| Objetivo |
Transcribe íntegro y sin ningún cambio el texto sobre la Ley de Seguridad Interior.
═══ Fragmento proporcionado
Hoy comienzan las discusiones sobre la Ley de Seguridad Interior en el Congreso de la Unión. Existen dos propuestas sobre la mesa: una del PRI en la Cámara de Diputados, otra del PAN en el Senado. Ambas incluyen un concepto nunca antes regulado —Seguridad Interior— a través del cual se busca facultar al Ejército —y otras fuerzas federales— para realizar tareas de seguridad pública propias de las policías (como la prevención e investigación del delito, detenciones en cualquier delito o peritajes penales), pero bajo una lógica de Seguridad Nacional (sin posibilidad de escrutinio público, transparencia o rendición de cuentas).

La Ley de Seguridad Interior, se repite una y otra vez en distintos foros, es indispensable para regular la presencia del Ejército en las calles. Ante la ausencia de autoridades civiles que realicen las tareas de seguridad pública, debemos —nos dicen— conceder al Ejército las facultades legales para hacer lo que los civiles no pueden ni quieren hacer. Así, esta ley representa el fracaso del poder civil y la renuncia de los civiles de cumplir con una de sus obligaciones constitucionales: proveer seguridad a los ciudadanos a través de instituciones civiles, no militares.

Las iniciativas preocupan porque facilitan el uso arbitrario de la fuerza pública, incluso la fuerza letal, sin exigir rendición de cuentas o permitir la investigación sobre ello. Ambas iniciativas, incluso, facultan el uso de la fuerza pública contra la protesta (incluida la pacífica). Ni el poder judicial ni el legislativo servirán como contrapesos, pues ambas leyes limitan fuertemente esa posibilidad, al grado de convertirla en mero gesto simbólico. La seguridad pública quedará así, para efectos prácticos, en manos del Ejército —y otras fuerzas armadas—, sin transparencia y sin rendir cuentas y podrá usarse discrecionalmente por el Poder Ejecutivo federal.
══════
═══ Datos proporcionados
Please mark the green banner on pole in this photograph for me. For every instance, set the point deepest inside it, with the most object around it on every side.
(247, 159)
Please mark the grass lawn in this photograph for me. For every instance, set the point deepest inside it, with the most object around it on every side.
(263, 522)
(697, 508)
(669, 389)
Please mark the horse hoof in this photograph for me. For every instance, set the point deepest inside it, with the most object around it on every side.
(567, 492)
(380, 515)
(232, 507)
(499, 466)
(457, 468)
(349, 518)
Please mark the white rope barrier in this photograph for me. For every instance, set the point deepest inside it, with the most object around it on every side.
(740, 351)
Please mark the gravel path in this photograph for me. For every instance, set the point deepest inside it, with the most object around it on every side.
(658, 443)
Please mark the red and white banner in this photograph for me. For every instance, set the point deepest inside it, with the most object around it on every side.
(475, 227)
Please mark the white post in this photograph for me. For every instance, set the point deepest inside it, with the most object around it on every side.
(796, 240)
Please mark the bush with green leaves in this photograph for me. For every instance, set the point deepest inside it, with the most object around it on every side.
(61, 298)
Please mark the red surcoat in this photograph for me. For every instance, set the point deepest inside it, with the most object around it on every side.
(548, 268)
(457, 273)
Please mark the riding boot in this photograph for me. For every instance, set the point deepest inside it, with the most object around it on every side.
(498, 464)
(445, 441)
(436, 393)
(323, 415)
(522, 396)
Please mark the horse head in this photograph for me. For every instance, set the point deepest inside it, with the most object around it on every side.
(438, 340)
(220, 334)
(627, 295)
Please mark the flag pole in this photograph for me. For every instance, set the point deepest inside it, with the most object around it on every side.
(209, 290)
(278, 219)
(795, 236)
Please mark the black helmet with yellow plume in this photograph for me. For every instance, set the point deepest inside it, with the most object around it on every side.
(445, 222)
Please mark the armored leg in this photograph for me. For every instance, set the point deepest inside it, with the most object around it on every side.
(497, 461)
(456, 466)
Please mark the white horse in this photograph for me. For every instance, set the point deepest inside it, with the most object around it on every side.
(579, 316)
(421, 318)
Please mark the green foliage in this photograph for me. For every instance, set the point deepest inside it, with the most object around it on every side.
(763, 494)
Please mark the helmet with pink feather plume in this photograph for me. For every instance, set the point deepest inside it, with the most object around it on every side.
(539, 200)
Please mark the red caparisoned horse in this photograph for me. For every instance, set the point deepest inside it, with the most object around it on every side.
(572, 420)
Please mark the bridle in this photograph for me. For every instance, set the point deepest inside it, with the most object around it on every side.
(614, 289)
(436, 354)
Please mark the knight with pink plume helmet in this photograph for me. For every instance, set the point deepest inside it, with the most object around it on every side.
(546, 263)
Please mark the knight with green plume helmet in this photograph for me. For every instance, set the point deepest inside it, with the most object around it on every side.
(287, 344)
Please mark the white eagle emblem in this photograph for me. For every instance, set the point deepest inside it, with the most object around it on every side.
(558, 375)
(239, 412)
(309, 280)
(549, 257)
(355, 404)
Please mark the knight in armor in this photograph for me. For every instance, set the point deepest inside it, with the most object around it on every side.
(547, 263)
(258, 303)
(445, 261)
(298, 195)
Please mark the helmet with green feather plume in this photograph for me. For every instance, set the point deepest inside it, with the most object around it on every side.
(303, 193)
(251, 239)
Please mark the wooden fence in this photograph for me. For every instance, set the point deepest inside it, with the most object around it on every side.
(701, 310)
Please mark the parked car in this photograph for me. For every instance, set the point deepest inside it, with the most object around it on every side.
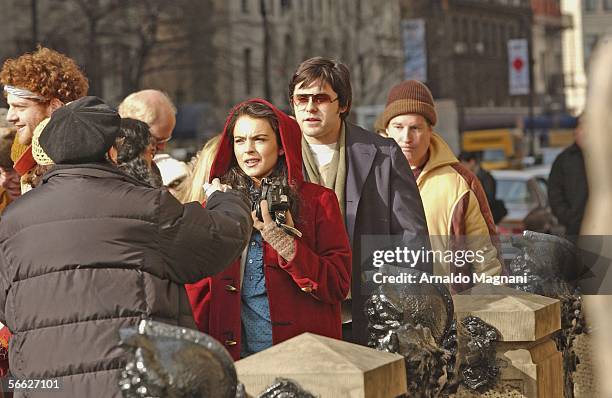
(525, 195)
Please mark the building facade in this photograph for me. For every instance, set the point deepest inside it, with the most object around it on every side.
(596, 24)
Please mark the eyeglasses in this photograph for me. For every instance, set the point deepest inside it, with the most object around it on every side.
(302, 100)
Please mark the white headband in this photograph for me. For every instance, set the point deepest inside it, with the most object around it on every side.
(23, 93)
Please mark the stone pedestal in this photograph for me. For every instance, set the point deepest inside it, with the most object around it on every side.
(326, 368)
(526, 355)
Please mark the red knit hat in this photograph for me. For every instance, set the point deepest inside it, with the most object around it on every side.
(409, 96)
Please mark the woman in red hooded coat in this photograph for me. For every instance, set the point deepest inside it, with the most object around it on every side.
(282, 285)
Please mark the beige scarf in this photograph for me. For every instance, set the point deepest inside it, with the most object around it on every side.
(335, 180)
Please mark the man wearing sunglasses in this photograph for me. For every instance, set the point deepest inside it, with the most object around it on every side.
(376, 191)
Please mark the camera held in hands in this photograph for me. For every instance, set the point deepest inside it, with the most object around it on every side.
(276, 193)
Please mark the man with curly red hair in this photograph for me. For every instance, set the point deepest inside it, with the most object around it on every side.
(35, 85)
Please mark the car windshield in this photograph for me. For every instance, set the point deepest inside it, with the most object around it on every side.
(493, 155)
(513, 191)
══════
| Tarea terminada |
Hoy comienzan las discusiones sobre la Ley de Seguridad Interior en el Congreso de la Unión. Existen dos propuestas sobre la mesa: una del PRI en la Cámara de Diputados, otra del PAN en el Senado. Ambas incluyen un concepto nunca antes regulado —Seguridad Interior— a través del cual se busca facultar al Ejército —y otras fuerzas federales— para realizar tareas de seguridad pública propias de las policías (como la prevención e investigación del delito, detenciones en cualquier delito o peritajes penales), pero bajo una lógica de Seguridad Nacional (sin posibilidad de escrutinio público, transparencia o rendición de cuentas).

La Ley de Seguridad Interior, se repite una y otra vez en distintos foros, es indispensable para regular la presencia del Ejército en las calles. Ante la ausencia de autoridades civiles que realicen las tareas de seguridad pública, debemos —nos dicen— conceder al Ejército las facultades legales para hacer lo que los civiles no pueden ni quieren hacer. Así, esta ley representa el fracaso del poder civil y la renuncia de los civiles de cumplir con una de sus obligaciones constitucionales: proveer seguridad a los ciudadanos a través de instituciones civiles, no militares.

Las iniciativas preocupan porque facilitan el uso arbitrario de la fuerza pública, incluso la fuerza letal, sin exigir rendición de cuentas o permitir la investigación sobre ello. Ambas iniciativas, incluso, facultan el uso de la fuerza pública contra la protesta (incluida la pacífica). Ni el poder judicial ni el legislativo servirán como contrapesos, pues ambas leyes limitan fuertemente esa posibilidad, al grado de convertirla en mero gesto simbólico. La seguridad pública quedará así, para efectos prácticos, en manos del Ejército —y otras fuerzas armadas—, sin transparencia y sin rendir cuentas y podrá usarse discrecionalmente por el Poder Ejecutivo federal.